WHAT YOU HAVE TO DO >> Present each line of the entries below as a Markdown table with two columns: No. for a running row number and Line for the text of that line. Leave out any blank lines.

INPUT >>
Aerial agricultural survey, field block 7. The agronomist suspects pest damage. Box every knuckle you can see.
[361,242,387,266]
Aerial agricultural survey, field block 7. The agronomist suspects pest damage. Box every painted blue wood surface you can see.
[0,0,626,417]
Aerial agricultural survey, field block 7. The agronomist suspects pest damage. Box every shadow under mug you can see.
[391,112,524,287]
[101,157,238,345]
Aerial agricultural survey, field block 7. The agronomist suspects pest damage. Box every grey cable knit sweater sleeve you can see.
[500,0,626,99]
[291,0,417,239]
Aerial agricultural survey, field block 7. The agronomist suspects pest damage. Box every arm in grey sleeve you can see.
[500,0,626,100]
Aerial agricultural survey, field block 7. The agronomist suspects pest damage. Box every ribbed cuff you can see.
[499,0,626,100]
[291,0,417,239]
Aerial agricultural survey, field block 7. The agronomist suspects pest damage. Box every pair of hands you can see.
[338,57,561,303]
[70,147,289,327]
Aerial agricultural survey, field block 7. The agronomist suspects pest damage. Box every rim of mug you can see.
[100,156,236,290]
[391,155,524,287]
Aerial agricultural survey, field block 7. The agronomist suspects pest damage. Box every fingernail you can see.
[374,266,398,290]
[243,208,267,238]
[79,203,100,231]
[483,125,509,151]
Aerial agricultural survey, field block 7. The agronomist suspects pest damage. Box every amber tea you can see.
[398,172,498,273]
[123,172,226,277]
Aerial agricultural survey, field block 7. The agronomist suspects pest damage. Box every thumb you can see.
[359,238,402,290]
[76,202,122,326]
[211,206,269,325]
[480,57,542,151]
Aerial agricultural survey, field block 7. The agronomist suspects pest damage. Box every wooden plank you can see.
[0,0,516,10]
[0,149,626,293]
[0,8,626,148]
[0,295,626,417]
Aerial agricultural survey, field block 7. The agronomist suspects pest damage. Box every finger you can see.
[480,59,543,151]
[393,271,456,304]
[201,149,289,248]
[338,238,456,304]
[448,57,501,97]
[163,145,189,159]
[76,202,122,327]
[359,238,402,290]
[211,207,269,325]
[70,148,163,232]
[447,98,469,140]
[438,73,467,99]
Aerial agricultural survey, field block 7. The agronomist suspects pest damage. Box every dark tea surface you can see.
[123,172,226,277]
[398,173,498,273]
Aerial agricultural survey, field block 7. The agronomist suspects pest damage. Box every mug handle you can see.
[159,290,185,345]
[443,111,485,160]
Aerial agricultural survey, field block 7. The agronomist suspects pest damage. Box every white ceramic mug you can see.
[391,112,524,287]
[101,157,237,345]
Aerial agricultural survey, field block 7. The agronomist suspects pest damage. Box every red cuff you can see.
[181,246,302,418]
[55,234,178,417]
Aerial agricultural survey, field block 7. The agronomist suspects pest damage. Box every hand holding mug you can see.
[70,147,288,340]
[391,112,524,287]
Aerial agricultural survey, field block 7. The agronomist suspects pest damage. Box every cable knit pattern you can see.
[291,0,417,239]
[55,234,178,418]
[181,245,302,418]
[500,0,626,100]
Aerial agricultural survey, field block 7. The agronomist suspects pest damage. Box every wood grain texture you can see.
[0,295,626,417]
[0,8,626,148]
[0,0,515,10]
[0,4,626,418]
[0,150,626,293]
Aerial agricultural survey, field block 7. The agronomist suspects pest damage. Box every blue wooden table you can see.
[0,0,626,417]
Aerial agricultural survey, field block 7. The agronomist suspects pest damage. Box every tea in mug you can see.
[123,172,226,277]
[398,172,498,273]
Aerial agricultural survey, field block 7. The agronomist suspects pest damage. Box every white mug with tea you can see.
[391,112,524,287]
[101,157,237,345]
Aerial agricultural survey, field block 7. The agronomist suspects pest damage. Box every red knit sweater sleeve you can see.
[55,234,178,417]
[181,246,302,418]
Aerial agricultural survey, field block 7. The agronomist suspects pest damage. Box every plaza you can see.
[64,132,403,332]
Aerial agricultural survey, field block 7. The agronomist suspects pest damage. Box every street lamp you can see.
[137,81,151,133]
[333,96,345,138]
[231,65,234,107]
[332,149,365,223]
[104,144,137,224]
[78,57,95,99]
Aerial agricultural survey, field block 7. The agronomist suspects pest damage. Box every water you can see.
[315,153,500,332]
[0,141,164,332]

EXERCISE SOLUTION >>
| No. | Line |
|---|---|
| 1 | Aerial agricultural survey, field block 7. The agronomist suspects pest damage. Box every knuckle you can see. |
| 2 | [361,242,387,266] |
| 3 | Aerial agricultural survey, field block 7. The agronomist suspects pest damage. Box every painted blue wood surface you can see. |
| 4 | [0,0,626,417] |
| 5 | Aerial agricultural survey, field block 7. The agronomist suspects pest damage. Box every shadow under mug you can see. |
| 6 | [391,112,524,287] |
| 7 | [101,157,238,345] |
| 8 | Aerial agricultural survey, field block 7. The agronomist suspects pest damage. Box every grey cable knit sweater sleeve you can see. |
| 9 | [500,0,626,99] |
| 10 | [291,0,417,239] |
| 11 | Aerial agricultural survey, field block 7. The agronomist suspects pest damage. Box every arm in grey sleeve you can see. |
| 12 | [500,0,626,100] |
| 13 | Aerial agricultural survey, field block 7. The agronomist suspects pest damage. Box every ribbed cuff you can see. |
| 14 | [499,0,626,100] |
| 15 | [291,0,417,239] |
| 16 | Aerial agricultural survey, field block 7. The agronomist suspects pest damage. Box every pair of hands you can see. |
| 17 | [338,57,561,303] |
| 18 | [70,147,289,327] |
| 19 | Aerial agricultural survey, field block 7. The agronomist suspects pest damage. Box every rim of mug you can see. |
| 20 | [100,156,236,290] |
| 21 | [391,155,524,287] |
| 22 | Aerial agricultural survey, field block 7. The agronomist suspects pest damage. Box every fingernail you can see. |
| 23 | [374,266,398,290] |
| 24 | [243,208,267,238] |
| 25 | [79,203,100,231] |
| 26 | [483,125,509,151] |
| 27 | Aerial agricultural survey, field block 7. The agronomist suspects pest damage. Box every amber tea you can see. |
| 28 | [398,172,498,273] |
| 29 | [123,172,226,277] |
| 30 | Aerial agricultural survey, field block 7. The agronomist suspects pest damage. Box every thumb you can see. |
| 31 | [359,238,402,290] |
| 32 | [76,202,122,326] |
| 33 | [211,206,269,325] |
| 34 | [480,57,542,151] |
| 35 | Aerial agricultural survey, field block 7. The agronomist suspects pest damage. Box every wooden plank you can see. |
| 36 | [0,0,516,10] |
| 37 | [0,149,626,293] |
| 38 | [0,8,626,148] |
| 39 | [0,295,626,417] |
| 40 | Aerial agricultural survey, field block 7. The agronomist suspects pest damage. Box every finger you can see. |
| 41 | [480,59,543,151] |
| 42 | [393,271,456,304] |
| 43 | [201,149,289,248] |
| 44 | [338,238,456,304] |
| 45 | [448,57,501,97] |
| 46 | [163,145,189,159] |
| 47 | [76,202,122,327] |
| 48 | [359,238,402,290] |
| 49 | [211,207,269,325] |
| 50 | [70,148,163,232] |
| 51 | [447,98,469,140] |
| 52 | [438,73,467,99] |
| 53 | Aerial agricultural survey, field block 7. The agronomist suspects pest damage. Box every dark tea surface you can see. |
| 54 | [123,172,226,277] |
| 55 | [398,173,498,273] |
| 56 | Aerial agricultural survey, field block 7. The agronomist suspects pest damage. Box every mug handle you can see. |
| 57 | [159,290,185,345] |
| 58 | [443,111,485,160] |
| 59 | Aerial agricultural survey, field block 7. The agronomist suspects pest damage. Box every white ceramic mug you can see. |
| 60 | [391,112,524,287] |
| 61 | [101,157,237,345] |
| 62 | Aerial agricultural survey, field block 7. The agronomist suspects pest damage. Box every red cuff you can see. |
| 63 | [181,246,302,418] |
| 64 | [55,234,178,417] |
| 65 | Aerial agricultural survey, field block 7. The agronomist suspects pest damage. Box every hand holding mug you can see. |
| 66 | [70,147,288,340] |
| 67 | [391,112,524,287] |
| 68 | Aerial agricultural survey, field block 7. The agronomist suspects pest damage. Box every cable knit pattern you can see. |
| 69 | [291,0,417,239] |
| 70 | [55,234,178,418] |
| 71 | [181,245,302,418] |
| 72 | [500,0,626,100] |
| 73 | Aerial agricultural survey, field block 7. The agronomist suspects pest damage. Box every wood grain texture you can see. |
| 74 | [0,295,626,417] |
| 75 | [0,8,626,148] |
| 76 | [0,0,515,10] |
| 77 | [0,4,626,418] |
| 78 | [0,150,626,293] |
| 79 | Aerial agricultural survey, field block 7. The agronomist suspects pest damage. Box every blue wooden table you can see. |
| 80 | [0,0,626,417] |
| 81 | Aerial agricultural survey, field block 7. The agronomist suspects pest damage. Box every tea in mug you can see. |
| 82 | [123,172,226,277] |
| 83 | [398,172,498,273] |
| 84 | Aerial agricultural survey, field block 7. The agronomist suspects pest damage. Box every white mug with tea you can see. |
| 85 | [391,112,524,287] |
| 86 | [101,157,237,345] |
| 87 | Aerial agricultural survey, field block 7. The agronomist suspects pest damage. Box every red knit sweater sleeve you can see. |
| 88 | [55,234,178,417] |
| 89 | [181,246,302,418] |
| 90 | Aerial agricultural survey, field block 7. The agronomist suspects pest damage. Box every plaza you can see. |
| 91 | [64,132,403,332] |
| 92 | Aerial agricultural survey, field block 7. The agronomist suspects pest damage. Box every street lamp you can see. |
| 93 | [137,81,151,133] |
| 94 | [333,96,345,138] |
| 95 | [231,65,234,107] |
| 96 | [332,149,365,223] |
| 97 | [104,144,137,224] |
| 98 | [78,57,95,99] |
| 99 | Aerial agricultural survey, field block 7. The agronomist suspects pest damage. Box every water you can see. |
| 100 | [315,153,500,332] |
| 101 | [0,141,164,332] |